Turn every line of the entries below into a Markdown table with two columns, n for the row number and Line for the line itself. Leave blank lines out.

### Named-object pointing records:
────────────────────────────────────────

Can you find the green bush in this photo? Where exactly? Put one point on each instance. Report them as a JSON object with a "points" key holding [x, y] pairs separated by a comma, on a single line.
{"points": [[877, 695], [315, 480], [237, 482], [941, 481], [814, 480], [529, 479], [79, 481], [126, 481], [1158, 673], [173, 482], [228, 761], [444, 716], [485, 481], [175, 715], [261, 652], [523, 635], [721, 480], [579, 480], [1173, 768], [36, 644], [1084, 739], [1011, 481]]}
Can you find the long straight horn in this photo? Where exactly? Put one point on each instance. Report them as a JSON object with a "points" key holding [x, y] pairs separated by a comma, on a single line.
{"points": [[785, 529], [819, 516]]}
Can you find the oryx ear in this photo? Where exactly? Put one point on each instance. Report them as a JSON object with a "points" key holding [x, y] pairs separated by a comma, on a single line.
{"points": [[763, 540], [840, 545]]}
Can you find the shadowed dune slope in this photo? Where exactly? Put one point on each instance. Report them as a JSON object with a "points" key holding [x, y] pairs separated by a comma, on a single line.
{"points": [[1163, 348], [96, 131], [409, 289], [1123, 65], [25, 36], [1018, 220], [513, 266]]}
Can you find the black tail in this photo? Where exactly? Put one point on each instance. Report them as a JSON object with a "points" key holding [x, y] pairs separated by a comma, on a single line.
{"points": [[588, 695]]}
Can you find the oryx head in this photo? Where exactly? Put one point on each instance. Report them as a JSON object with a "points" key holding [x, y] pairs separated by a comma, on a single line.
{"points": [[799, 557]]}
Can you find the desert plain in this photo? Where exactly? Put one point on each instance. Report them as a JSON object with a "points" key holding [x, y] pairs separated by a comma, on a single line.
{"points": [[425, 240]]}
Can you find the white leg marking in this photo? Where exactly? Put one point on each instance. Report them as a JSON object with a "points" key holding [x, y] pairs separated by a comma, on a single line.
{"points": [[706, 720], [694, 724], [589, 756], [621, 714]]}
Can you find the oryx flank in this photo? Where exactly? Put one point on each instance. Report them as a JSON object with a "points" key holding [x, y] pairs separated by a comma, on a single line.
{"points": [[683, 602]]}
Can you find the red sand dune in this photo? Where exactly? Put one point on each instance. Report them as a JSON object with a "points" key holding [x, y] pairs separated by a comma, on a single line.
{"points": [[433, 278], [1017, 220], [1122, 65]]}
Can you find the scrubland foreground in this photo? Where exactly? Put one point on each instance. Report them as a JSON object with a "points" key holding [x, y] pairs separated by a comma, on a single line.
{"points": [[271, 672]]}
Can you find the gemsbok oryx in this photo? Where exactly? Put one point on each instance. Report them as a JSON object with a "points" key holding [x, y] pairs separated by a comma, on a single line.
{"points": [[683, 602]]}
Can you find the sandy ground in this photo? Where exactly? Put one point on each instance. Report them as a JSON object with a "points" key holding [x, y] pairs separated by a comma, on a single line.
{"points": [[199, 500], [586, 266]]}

────────────────────────────────────────

### Solution to this task:
| n | Line |
|---|---|
| 1 | Can you find the green bush in this photo? Where exactly? Put one point on each instance. Report them as a JSON object with a "points" key holding [x, y] pairs separated by a comma, on a single line. |
| 2 | {"points": [[877, 695], [315, 480], [237, 482], [941, 481], [814, 480], [529, 479], [79, 481], [126, 481], [1158, 673], [173, 482], [228, 761], [444, 716], [485, 481], [175, 715], [261, 652], [523, 635], [721, 480], [579, 480], [1173, 768], [36, 644], [1084, 739], [1011, 481]]} |
| 3 | Can you find the long straight horn in this photo? Where exactly? Put one point on each instance. Report them as a JSON object with a "points" key holding [x, y] pairs separated by a comma, on a single line. |
| 4 | {"points": [[785, 529], [819, 516]]} |
| 5 | Can you find the oryx ear in this photo? Where exactly? Put one point on each instance. Report them as a JSON object with a "points" key holding [x, y] pairs separated by a comma, on a single line. |
| 6 | {"points": [[763, 540], [840, 545]]} |
| 7 | Can you find the shadowed dune slope in this photo? Where exactly? Put one point on each instance. Report them as a JSON object with a "points" key holding [x, y] pairs separated by a comma, on a single line. |
| 8 | {"points": [[1163, 348], [96, 131], [409, 289], [1123, 65], [25, 36], [1018, 220], [513, 266]]} |
| 9 | Can you find the black tail in this photo? Where exactly? Put one point on each instance. Report them as a JSON object with a "points" key holding [x, y] pairs separated by a comma, on a single line. |
| 10 | {"points": [[588, 695]]} |
| 11 | Can you find the oryx head in this photo? Where exactly? Put one point on each instance. Report them as a JSON object with a "points" key holding [x, y] pairs separated by a comma, on a single line. |
| 12 | {"points": [[799, 557]]} |
| 13 | Can you find the desert plain in this photo? Where exactly? Put one point on each instance. Report them as a JSON object with a "points" key holding [x, y] pairs separated by a comma, on a single line. |
| 14 | {"points": [[425, 240]]} |
| 15 | Can you find the white leg marking in this photo? Where exactly? Put one point on each instance. Report them as a JSON object with a "points" key holding [x, y] pairs separated by a comma, on a single line. |
| 16 | {"points": [[706, 720], [694, 724], [589, 756], [621, 714]]} |
| 17 | Can you find the oryx flank in this photo? Where exactly? Put one point on each instance. Report them as a JSON object with a "points" key holding [x, y] pairs separated by a comma, on a single line. |
| 18 | {"points": [[683, 602]]} |
| 19 | Can you find the red sand dune in this photo? Where exactly? Put one point on each instance. Report them as a JSON object with a "points" key holding [x, y] pairs separated by a comma, on a single line. |
| 20 | {"points": [[433, 278], [1017, 220], [1122, 65]]} |
| 21 | Can you find the scrubland foreground in this photo? Where exactly? Put one point on each instance. Report them as a JSON object with a "points" key holding [x, y] pairs separated by a comma, on a single line. |
| 22 | {"points": [[271, 672]]} |
| 23 | Can you find the gemsbok oryx in this photo? Where exactly? Put one point on each instance. Report them as a JSON object with a "points" key holding [x, y] pairs separated by a comma, on a single line. |
| 24 | {"points": [[683, 602]]} |
| 25 | Can you find the sandy ground in this photo? Where exactly? Put one point on each instance. Report them as a JSON object with a "points" key holding [x, y] pairs separated by a comma, on a single line. |
| 26 | {"points": [[199, 500], [586, 266]]} |